**Given task**
Reproduce, character for character, the part of the listing that begins with the line containing "trace: beard" and ends with the line containing "[[88,63],[90,62],[90,57],[87,53],[85,55],[85,61]]", including both of those lines.

** start Supplied information **

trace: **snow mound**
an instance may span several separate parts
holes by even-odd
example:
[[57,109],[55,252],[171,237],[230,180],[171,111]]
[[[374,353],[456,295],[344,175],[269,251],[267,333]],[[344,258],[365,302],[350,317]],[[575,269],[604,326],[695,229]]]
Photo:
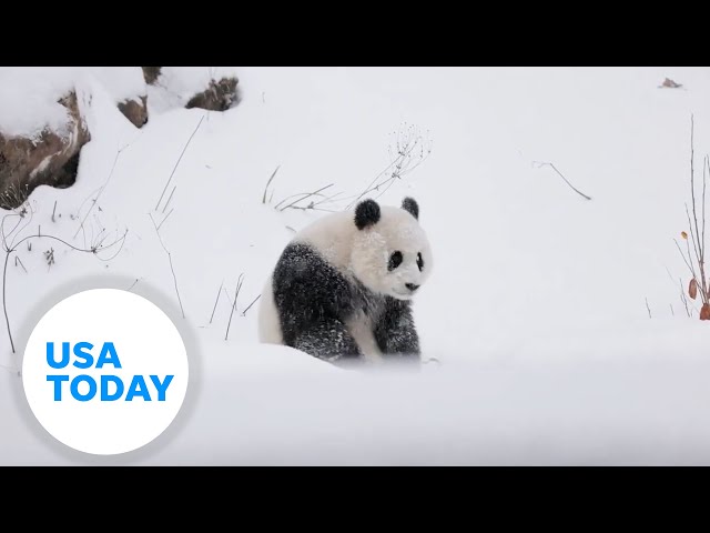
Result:
[[101,82],[118,103],[145,93],[140,67],[2,67],[0,68],[0,132],[8,137],[62,132],[69,122],[59,99],[87,78]]

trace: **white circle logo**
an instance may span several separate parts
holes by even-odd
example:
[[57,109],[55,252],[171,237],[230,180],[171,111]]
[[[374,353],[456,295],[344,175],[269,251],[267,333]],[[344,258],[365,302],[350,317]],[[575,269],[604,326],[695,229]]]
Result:
[[57,440],[99,455],[141,447],[171,424],[187,391],[175,325],[132,292],[94,289],[54,305],[24,351],[22,383]]

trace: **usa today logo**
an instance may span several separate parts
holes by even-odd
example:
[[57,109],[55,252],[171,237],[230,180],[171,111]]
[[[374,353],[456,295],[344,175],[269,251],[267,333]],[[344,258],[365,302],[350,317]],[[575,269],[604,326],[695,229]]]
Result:
[[94,289],[38,322],[22,383],[37,420],[57,440],[111,455],[158,438],[187,390],[187,354],[168,315],[138,294]]

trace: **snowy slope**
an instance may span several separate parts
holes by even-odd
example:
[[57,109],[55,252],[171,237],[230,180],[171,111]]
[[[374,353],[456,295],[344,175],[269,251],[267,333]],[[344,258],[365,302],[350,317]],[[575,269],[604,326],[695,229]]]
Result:
[[[205,71],[173,76],[190,88]],[[710,329],[684,315],[678,279],[688,274],[672,242],[687,225],[691,112],[697,153],[710,151],[710,70],[230,71],[239,107],[158,105],[142,130],[115,109],[112,82],[84,78],[92,141],[79,179],[37,189],[24,231],[41,225],[79,248],[125,240],[97,255],[36,241],[18,250],[29,273],[9,266],[18,352],[52,295],[98,280],[160,299],[190,339],[201,370],[184,416],[165,439],[112,461],[710,463]],[[665,77],[683,88],[658,89]],[[433,151],[379,200],[420,204],[436,270],[415,315],[425,359],[440,364],[363,374],[257,345],[256,308],[242,312],[293,230],[324,214],[273,205],[329,183],[358,194],[405,122]],[[164,220],[184,319],[149,213]],[[210,323],[220,286],[230,295]],[[95,463],[36,428],[4,330],[0,364],[0,434],[13,435],[0,440],[0,463]]]

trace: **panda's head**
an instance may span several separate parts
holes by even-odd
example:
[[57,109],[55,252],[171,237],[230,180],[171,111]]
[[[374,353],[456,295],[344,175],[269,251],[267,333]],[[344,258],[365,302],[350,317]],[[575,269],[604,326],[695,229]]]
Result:
[[351,257],[355,276],[371,291],[399,300],[417,293],[432,272],[432,249],[419,225],[419,205],[402,208],[364,200],[355,208],[356,234]]

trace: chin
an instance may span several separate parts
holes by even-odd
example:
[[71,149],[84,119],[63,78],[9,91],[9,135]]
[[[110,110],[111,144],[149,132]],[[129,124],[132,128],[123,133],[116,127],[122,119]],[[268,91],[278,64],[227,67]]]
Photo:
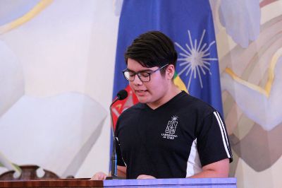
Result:
[[139,102],[141,103],[147,103],[148,102],[148,100],[144,98],[140,98],[140,97],[137,97],[137,98],[138,99]]

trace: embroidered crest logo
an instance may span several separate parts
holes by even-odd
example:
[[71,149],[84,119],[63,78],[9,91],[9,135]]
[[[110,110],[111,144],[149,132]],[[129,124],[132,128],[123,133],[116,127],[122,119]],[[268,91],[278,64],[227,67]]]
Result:
[[177,121],[177,119],[178,117],[177,116],[173,116],[171,117],[171,120],[168,121],[168,124],[166,126],[166,133],[165,134],[161,134],[161,136],[164,139],[174,139],[174,138],[177,138],[178,136],[174,134],[176,131],[176,127],[178,122]]
[[178,119],[177,116],[173,116],[171,117],[171,121],[168,121],[168,125],[166,126],[166,133],[168,134],[176,133],[177,124],[178,123],[178,122],[177,122],[177,119]]

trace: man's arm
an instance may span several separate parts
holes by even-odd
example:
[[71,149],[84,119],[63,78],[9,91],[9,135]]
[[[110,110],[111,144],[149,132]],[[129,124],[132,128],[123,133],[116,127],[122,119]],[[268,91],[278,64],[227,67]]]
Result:
[[118,177],[126,178],[126,167],[118,165]]
[[202,167],[202,171],[188,177],[228,177],[229,159],[226,158]]

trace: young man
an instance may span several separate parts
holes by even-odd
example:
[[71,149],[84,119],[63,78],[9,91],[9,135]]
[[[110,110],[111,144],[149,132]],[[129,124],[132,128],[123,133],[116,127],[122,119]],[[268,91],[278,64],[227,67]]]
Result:
[[[172,41],[158,31],[144,33],[125,59],[123,73],[140,102],[116,124],[118,176],[227,177],[232,154],[223,121],[212,107],[174,85]],[[106,176],[98,172],[92,180]]]

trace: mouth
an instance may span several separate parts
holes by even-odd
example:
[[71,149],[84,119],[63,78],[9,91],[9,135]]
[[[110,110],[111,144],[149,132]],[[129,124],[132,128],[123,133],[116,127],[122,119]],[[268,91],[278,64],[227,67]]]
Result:
[[135,90],[135,94],[140,96],[145,95],[147,92],[148,92],[147,90]]

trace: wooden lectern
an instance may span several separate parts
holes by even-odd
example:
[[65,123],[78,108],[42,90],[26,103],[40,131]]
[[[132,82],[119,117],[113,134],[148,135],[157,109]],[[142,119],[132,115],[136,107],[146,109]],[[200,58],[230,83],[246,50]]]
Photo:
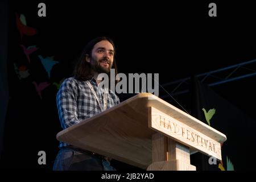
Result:
[[196,170],[191,152],[221,160],[226,136],[148,93],[57,134],[60,141],[147,170]]

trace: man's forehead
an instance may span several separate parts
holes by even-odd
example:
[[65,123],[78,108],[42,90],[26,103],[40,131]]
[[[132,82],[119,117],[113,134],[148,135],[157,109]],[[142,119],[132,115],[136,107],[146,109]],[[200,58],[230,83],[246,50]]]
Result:
[[104,48],[106,49],[114,50],[113,45],[108,40],[101,40],[94,45],[94,48]]

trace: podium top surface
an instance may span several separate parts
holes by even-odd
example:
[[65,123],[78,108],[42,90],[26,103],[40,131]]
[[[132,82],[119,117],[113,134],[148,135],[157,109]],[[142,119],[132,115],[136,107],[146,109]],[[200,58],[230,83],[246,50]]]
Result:
[[57,134],[60,141],[146,169],[152,163],[148,110],[156,108],[222,143],[226,136],[159,97],[138,94]]

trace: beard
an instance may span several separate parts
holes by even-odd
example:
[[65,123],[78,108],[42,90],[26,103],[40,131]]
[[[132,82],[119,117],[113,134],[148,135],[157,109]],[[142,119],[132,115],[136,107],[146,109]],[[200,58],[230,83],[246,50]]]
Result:
[[[96,63],[96,64],[94,65],[92,67],[92,68],[93,69],[93,70],[95,72],[98,73],[107,73],[107,74],[110,72],[110,69],[111,69],[112,65],[110,64],[109,61],[108,61],[105,59],[101,59],[98,61],[96,61],[95,60],[94,60],[93,61],[94,61],[94,63]],[[107,61],[108,63],[109,64],[109,66],[108,67],[102,66],[101,64],[101,62],[103,62],[105,61]]]

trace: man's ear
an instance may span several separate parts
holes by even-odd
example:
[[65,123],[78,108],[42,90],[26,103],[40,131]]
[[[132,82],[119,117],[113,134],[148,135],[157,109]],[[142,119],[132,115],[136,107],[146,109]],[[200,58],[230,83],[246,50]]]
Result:
[[88,63],[90,62],[90,57],[87,53],[85,55],[85,61]]

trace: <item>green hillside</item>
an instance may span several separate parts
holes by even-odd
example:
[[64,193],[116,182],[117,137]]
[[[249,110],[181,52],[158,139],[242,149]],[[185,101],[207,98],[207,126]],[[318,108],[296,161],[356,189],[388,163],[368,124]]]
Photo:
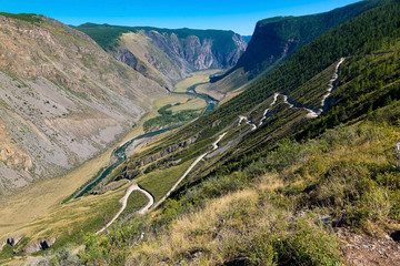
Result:
[[52,263],[399,265],[400,2],[358,4],[379,7],[116,168],[110,184],[137,182],[159,202],[193,165],[158,208],[89,233],[78,256],[53,250]]
[[[387,243],[390,253],[400,231],[392,166],[400,137],[399,13],[400,3],[389,1],[322,34],[248,91],[132,157],[123,171],[194,137],[148,171],[180,165],[227,132],[220,143],[227,152],[202,162],[158,212],[114,227],[111,238],[88,238],[84,263],[341,265],[350,259],[343,241],[357,237]],[[307,99],[326,90],[340,58],[332,106],[307,117],[297,102],[317,108]],[[256,117],[276,92],[296,105],[280,95],[257,130],[238,125],[238,115]],[[133,245],[142,232],[147,237]]]
[[153,27],[123,27],[123,25],[110,25],[110,24],[94,24],[94,23],[84,23],[76,27],[74,29],[87,33],[91,37],[101,48],[104,50],[110,50],[116,48],[118,44],[119,38],[127,32],[138,32],[140,30],[144,31],[157,31],[161,34],[166,33],[168,35],[174,33],[180,39],[186,39],[190,35],[197,35],[201,41],[206,38],[216,40],[214,50],[228,50],[233,48],[232,34],[233,31],[223,31],[223,30],[196,30],[196,29],[161,29]]

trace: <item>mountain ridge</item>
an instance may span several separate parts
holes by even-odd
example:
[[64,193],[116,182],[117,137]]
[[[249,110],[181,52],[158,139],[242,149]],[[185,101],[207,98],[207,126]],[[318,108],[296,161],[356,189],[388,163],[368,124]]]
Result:
[[[158,82],[166,80],[160,84],[169,90],[173,90],[173,84],[190,72],[234,65],[247,48],[243,39],[233,31],[94,23],[76,29],[89,34],[116,59]],[[138,51],[132,45],[141,45],[142,49]],[[161,76],[152,69],[159,71]]]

** end Supplied information **

**Expected answer**
trace: beard
an instance may span several separate parts
holes by even-odd
example:
[[65,123],[78,108],[42,90],[26,103],[40,131]]
[[[132,82],[119,117],[113,134],[148,135],[157,109]],[[142,119],[132,115],[136,107],[146,109]],[[200,58],[230,83],[246,50]]]
Result:
[[[96,63],[96,64],[94,65],[92,67],[92,68],[93,69],[93,70],[95,72],[98,73],[107,73],[107,74],[110,72],[110,69],[111,69],[112,65],[110,64],[109,61],[108,61],[105,59],[101,59],[98,61],[96,61],[95,60],[94,60],[93,61],[94,61],[94,63]],[[107,61],[108,63],[109,64],[109,66],[108,67],[102,66],[101,64],[101,62],[103,62],[105,61]]]

trace: man's ear
an instance may span several separate parts
holes by even-odd
example:
[[65,123],[78,108],[42,90],[26,103],[40,131]]
[[[132,82],[119,117],[113,134],[148,135],[157,109]],[[142,119],[132,115],[136,107],[146,109]],[[200,58],[230,83],[246,50]]]
Result:
[[88,63],[90,62],[90,57],[87,53],[85,55],[85,61]]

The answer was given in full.